=== What is required ===
Please rewrite the listing below, replacing every "Annotation guideline" with "Labeling rule" and leaving all other text as it is.

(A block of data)
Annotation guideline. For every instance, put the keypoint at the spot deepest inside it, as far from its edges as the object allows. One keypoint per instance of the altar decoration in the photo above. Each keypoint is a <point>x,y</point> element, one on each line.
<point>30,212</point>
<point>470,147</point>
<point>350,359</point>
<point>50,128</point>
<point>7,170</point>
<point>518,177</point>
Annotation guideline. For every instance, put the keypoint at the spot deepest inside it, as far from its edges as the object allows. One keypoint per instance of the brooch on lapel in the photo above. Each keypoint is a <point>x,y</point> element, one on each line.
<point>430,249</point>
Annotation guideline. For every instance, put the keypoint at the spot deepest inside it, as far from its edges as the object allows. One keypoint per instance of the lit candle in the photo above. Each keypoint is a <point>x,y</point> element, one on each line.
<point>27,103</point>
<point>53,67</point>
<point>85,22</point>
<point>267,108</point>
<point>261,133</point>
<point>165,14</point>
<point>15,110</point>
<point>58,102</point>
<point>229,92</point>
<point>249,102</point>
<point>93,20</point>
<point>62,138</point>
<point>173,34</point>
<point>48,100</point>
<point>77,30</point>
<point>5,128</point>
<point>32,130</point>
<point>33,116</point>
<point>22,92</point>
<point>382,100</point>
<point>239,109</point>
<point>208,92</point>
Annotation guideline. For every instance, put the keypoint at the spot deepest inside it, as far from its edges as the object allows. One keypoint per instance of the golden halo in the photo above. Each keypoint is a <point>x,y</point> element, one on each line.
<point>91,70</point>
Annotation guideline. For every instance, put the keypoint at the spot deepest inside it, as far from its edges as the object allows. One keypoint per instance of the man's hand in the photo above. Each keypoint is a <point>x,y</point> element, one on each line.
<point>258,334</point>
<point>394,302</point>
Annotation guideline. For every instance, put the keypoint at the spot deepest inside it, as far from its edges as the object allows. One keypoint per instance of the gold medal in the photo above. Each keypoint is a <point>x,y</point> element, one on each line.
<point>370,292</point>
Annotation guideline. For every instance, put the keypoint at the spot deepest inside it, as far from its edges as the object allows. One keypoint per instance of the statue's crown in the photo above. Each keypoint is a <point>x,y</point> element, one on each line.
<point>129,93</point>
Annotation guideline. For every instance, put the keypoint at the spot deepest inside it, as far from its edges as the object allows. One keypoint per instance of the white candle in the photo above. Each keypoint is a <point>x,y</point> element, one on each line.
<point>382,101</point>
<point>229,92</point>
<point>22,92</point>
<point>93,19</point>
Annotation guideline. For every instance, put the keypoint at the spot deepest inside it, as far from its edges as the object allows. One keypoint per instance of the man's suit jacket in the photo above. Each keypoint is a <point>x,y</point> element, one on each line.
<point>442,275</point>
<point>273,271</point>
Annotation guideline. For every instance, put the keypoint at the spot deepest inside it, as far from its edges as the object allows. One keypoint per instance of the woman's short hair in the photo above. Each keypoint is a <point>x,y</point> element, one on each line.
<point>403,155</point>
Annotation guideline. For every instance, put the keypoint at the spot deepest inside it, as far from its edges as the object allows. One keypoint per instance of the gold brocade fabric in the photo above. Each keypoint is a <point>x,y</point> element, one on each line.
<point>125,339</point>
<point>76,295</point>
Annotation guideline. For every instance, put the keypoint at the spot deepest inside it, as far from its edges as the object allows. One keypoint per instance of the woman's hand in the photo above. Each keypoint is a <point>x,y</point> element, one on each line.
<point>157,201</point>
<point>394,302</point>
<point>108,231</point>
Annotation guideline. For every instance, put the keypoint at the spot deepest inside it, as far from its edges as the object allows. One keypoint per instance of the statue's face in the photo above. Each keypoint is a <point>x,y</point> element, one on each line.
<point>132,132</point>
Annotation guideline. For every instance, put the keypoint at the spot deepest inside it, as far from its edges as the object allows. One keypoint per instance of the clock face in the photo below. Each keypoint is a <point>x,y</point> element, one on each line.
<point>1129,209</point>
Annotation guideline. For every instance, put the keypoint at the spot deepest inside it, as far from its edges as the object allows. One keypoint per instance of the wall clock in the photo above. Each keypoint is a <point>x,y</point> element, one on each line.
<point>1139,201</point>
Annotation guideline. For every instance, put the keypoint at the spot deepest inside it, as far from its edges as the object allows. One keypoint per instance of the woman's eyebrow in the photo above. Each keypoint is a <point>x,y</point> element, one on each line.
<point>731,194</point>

=== Answer to the task ===
Labeling rule. For every instance, put the keypoint at the spot deepest inside it, as far from its edges as the object allows. One keypoint per instance of the altar decoration in the photo above. Each keypoint is a <point>x,y</point> element, one on each line.
<point>30,212</point>
<point>470,147</point>
<point>350,359</point>
<point>50,128</point>
<point>7,170</point>
<point>518,177</point>
Labeling rule. For every instance, put the keypoint at the spot deepest inside it, as far from its edges as the object allows. One keypoint per instance of the brooch on lapel in the photo above. Each keypoint is a <point>x,y</point> element, one on each line.
<point>430,249</point>
Labeling rule. For every instance, put the keypoint at the spot deepest inside it, as far from its edges as the object allows. One keypoint per instance of the lit candle in the photo above. Each keypoint is a <point>x,y</point> element, one on each line.
<point>27,103</point>
<point>53,67</point>
<point>85,22</point>
<point>267,108</point>
<point>261,133</point>
<point>165,14</point>
<point>15,110</point>
<point>58,102</point>
<point>229,92</point>
<point>249,102</point>
<point>93,20</point>
<point>62,138</point>
<point>173,34</point>
<point>48,100</point>
<point>77,30</point>
<point>5,128</point>
<point>32,130</point>
<point>33,116</point>
<point>22,92</point>
<point>382,100</point>
<point>239,109</point>
<point>208,92</point>
Labeling rule. For every instance, put the keypoint at the spot deepest inside it, as far from its edges as the object allows. One keypoint per instance of the golden halo in the photo above. Each keypoint is a <point>x,y</point> element, one on each line.
<point>91,70</point>
Labeling rule. For every instance, put the keypoint at the spot deepest inside it, as far from its edges as the object allows. One keypoint per instance of the man's hand in the photo above. Each keypoint is a <point>x,y</point> element, one on each line.
<point>258,334</point>
<point>394,302</point>
Labeling rule. For every instance, put the keypoint at the spot deepest inside it, as far from its edges as the object allows. One keypoint per instance of the gold medal in the photo above. Each keypoint is a <point>x,y</point> element, one on each line.
<point>370,292</point>
Labeling rule. For every instance, put the keypoint at the spot deepest inside it, as far from its edges as the object allows. One keypoint per instance of the statue's crown in the photo above. Each keypoint is a <point>x,y</point> element, one on each line.
<point>129,93</point>
Labeling rule. For every instance, put the keypoint at the spot deepest inside it, as far from its edges as the object allows. One keypoint per instance of the white candle in the photo above. Each keypoint is a <point>x,y</point> element, one on each line.
<point>382,101</point>
<point>229,92</point>
<point>22,92</point>
<point>93,19</point>
Labeling rule. For every instance, put the keypoint at the spot deepest inside it, as far from its edges as the object allows. One keypoint per instance of the man's suit jacket in the photo above. Each keypoint is a <point>x,y</point> element, one on each line.
<point>442,275</point>
<point>273,271</point>
Labeling rule. For every instance, put the keypoint at the spot deepest inside it, as far from its edges as the object allows. One keypoint per instance of the woman's short hair in the photo above. Each keypoint is a <point>x,y</point> element, one on each line.
<point>403,155</point>
Labeling rule. For every instance, put the keypoint at the spot deepest inside it, as far from its edges as the object allows. One keypoint per instance of the gold brocade fabric in the photo above. Each keypoint is a <point>x,y</point> element, one on each line.
<point>125,339</point>
<point>76,295</point>
Labeling rule. For every instance, put the keypoint at the spot deepest inside it, as far from its edges as the object allows. One keypoint per instance of the woman's hand in the photo above. Each keypoint is a <point>x,y</point> element, one on each line.
<point>157,201</point>
<point>394,302</point>
<point>108,231</point>
Labeling rule. For every instance, put the keypoint at the spot deepest inside it, as far from its edges as the object allows. One keypoint per instance of the statue's face in the photo above. Each keypoint is a <point>x,y</point> element, one on each line.
<point>132,132</point>
Labeling rule. For every instance, put the keypoint at the spot deepest inside it, as far from its edges as the object allows. One keypoint per instance of the clock face in the photo below. Each keypoint is a <point>x,y</point> element, one on each line.
<point>1129,209</point>
Labeling rule. For every instance, put the keypoint at the spot deepest inside it, as far from its edges as the object allows. One keypoint per instance of the wall clock in the photo above. Each keypoint is a <point>x,y</point> element, one on each line.
<point>1139,201</point>
Labeling rule. For every instance, put the keypoint at the spot deepest inside it, as far from its edges as the object allows. One keypoint per instance of the woman's eyebrow in the photo above. Each keypoint is a <point>x,y</point> element, one on each line.
<point>731,194</point>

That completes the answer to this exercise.